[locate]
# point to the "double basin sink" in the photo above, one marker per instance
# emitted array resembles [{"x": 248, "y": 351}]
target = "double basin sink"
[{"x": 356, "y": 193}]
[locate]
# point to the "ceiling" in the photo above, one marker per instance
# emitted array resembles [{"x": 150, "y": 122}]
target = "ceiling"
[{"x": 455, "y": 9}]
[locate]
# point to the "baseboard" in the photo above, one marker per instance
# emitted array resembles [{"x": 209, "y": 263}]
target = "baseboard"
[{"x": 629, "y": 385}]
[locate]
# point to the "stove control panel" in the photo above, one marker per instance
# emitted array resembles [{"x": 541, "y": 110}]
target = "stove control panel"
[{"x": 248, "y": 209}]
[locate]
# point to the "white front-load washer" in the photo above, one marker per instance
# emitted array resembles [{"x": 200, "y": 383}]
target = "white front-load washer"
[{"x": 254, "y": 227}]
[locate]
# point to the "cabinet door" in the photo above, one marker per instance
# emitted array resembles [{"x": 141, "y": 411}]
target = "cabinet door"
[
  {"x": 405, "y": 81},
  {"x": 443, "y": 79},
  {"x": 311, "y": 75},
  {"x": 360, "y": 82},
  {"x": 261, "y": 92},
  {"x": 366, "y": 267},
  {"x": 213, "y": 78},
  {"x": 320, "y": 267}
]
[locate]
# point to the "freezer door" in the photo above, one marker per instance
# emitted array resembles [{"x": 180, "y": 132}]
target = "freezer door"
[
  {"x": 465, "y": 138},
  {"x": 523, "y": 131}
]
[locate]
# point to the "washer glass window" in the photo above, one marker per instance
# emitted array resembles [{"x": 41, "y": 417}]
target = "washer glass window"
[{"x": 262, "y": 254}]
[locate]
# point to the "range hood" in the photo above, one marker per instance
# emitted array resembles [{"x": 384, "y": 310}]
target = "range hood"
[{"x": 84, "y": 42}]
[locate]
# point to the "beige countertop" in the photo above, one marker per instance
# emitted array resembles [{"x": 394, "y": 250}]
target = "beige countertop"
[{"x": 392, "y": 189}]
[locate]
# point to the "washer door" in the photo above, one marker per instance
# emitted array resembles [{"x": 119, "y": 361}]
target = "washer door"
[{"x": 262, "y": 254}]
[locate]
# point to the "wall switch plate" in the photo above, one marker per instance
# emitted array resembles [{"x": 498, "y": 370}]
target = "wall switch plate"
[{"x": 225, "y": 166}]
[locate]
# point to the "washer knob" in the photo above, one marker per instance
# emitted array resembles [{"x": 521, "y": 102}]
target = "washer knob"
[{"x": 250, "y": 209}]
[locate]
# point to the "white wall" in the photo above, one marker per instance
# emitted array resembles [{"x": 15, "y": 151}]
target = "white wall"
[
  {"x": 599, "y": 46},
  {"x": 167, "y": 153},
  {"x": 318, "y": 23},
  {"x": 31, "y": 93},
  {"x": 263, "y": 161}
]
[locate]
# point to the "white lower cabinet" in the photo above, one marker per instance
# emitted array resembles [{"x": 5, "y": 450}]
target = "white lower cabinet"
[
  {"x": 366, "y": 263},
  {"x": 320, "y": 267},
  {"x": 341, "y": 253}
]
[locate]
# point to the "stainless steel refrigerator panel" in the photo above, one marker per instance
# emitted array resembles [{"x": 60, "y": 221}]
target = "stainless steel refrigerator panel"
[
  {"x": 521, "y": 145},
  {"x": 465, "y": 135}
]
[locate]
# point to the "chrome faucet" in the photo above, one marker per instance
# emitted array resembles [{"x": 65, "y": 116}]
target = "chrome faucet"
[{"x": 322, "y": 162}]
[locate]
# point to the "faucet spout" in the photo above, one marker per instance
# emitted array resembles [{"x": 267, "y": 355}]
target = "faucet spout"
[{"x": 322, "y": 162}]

# # # # #

▶ _GIVEN EXERCISE_: Transcribe every entry exactly.

▶ _THE REPLY_:
[locate]
# point to the "double basin sink" in the photo above, one marker per instance
# emitted array resembles [{"x": 248, "y": 351}]
target = "double basin sink"
[{"x": 356, "y": 193}]
[locate]
# point to the "ceiling" in the photo above, one marker per instance
# emitted array resembles [{"x": 150, "y": 122}]
target = "ceiling"
[{"x": 455, "y": 9}]
[locate]
# point to the "baseboard" in the photo above, one marker per instance
# emitted array resembles [{"x": 209, "y": 263}]
target = "baseboard"
[{"x": 629, "y": 385}]
[locate]
# point to the "stove control panel" in the photo above, one marker per instance
# emitted array resembles [{"x": 541, "y": 110}]
target = "stove control panel"
[{"x": 248, "y": 209}]
[locate]
# point to the "white front-load washer" in the photo above, one marker per instance
# emitted array resembles [{"x": 200, "y": 383}]
target = "white front-load washer"
[{"x": 254, "y": 227}]
[locate]
# point to the "cabinet door" in the photo above, one marker per instance
# emitted array resembles [{"x": 141, "y": 411}]
target = "cabinet door"
[
  {"x": 405, "y": 81},
  {"x": 443, "y": 79},
  {"x": 311, "y": 75},
  {"x": 360, "y": 82},
  {"x": 261, "y": 92},
  {"x": 366, "y": 267},
  {"x": 213, "y": 78},
  {"x": 320, "y": 267}
]
[locate]
# point to the "freezer door" in the photo above, one marker per instance
# emitted array resembles [{"x": 180, "y": 132}]
target = "freezer door"
[
  {"x": 465, "y": 138},
  {"x": 523, "y": 131}
]
[locate]
# point to the "washer glass window" in the photo above, one marker per instance
# emitted array resembles [{"x": 41, "y": 417}]
target = "washer glass window"
[{"x": 262, "y": 254}]
[locate]
# point to the "range hood" in the photo above, one marker per instance
# emitted array resembles [{"x": 384, "y": 310}]
target = "range hood"
[{"x": 84, "y": 42}]
[locate]
# point to the "beige countertop" in the photo above, one marker per instance
# emitted array resembles [{"x": 394, "y": 250}]
target = "beige countertop"
[{"x": 392, "y": 189}]
[locate]
# point to the "washer door" in the photo above, one marker per instance
# emitted array resembles [{"x": 119, "y": 361}]
target = "washer door"
[{"x": 262, "y": 254}]
[locate]
# point to the "wall switch plate" in the photo above, one marker per instance
# emitted array resembles [{"x": 498, "y": 370}]
target = "wall switch plate"
[{"x": 225, "y": 166}]
[locate]
# point to the "washer knob" in the photo above, one marker per instance
# emitted array resembles [{"x": 521, "y": 102}]
target = "washer knob"
[{"x": 250, "y": 209}]
[locate]
# point to the "white wall" in the photo above, one marker per instance
# emitted array resembles [{"x": 15, "y": 151}]
target = "white wall"
[
  {"x": 599, "y": 46},
  {"x": 167, "y": 153},
  {"x": 318, "y": 23},
  {"x": 31, "y": 93},
  {"x": 263, "y": 161}
]
[locate]
# point to the "white lower cabinet" in the photo above, one marker per instance
# emitted array resembles [{"x": 5, "y": 450}]
target = "white lower cabinet"
[
  {"x": 366, "y": 263},
  {"x": 320, "y": 267},
  {"x": 341, "y": 253}
]
[locate]
# point to the "stainless steel refrigerator panel" in the photo above, one marker per instance
# emitted array resembles [{"x": 60, "y": 221}]
target = "stainless steel refrigerator panel"
[
  {"x": 521, "y": 145},
  {"x": 465, "y": 135}
]
[locate]
# point to the "chrome faucet" in the photo above, one marker per instance
# emitted array resembles [{"x": 65, "y": 116}]
target = "chrome faucet"
[{"x": 322, "y": 162}]
[locate]
# point to the "faucet spout" in the photo above, one marker per instance
# emitted array resembles [{"x": 267, "y": 355}]
target = "faucet spout"
[{"x": 322, "y": 162}]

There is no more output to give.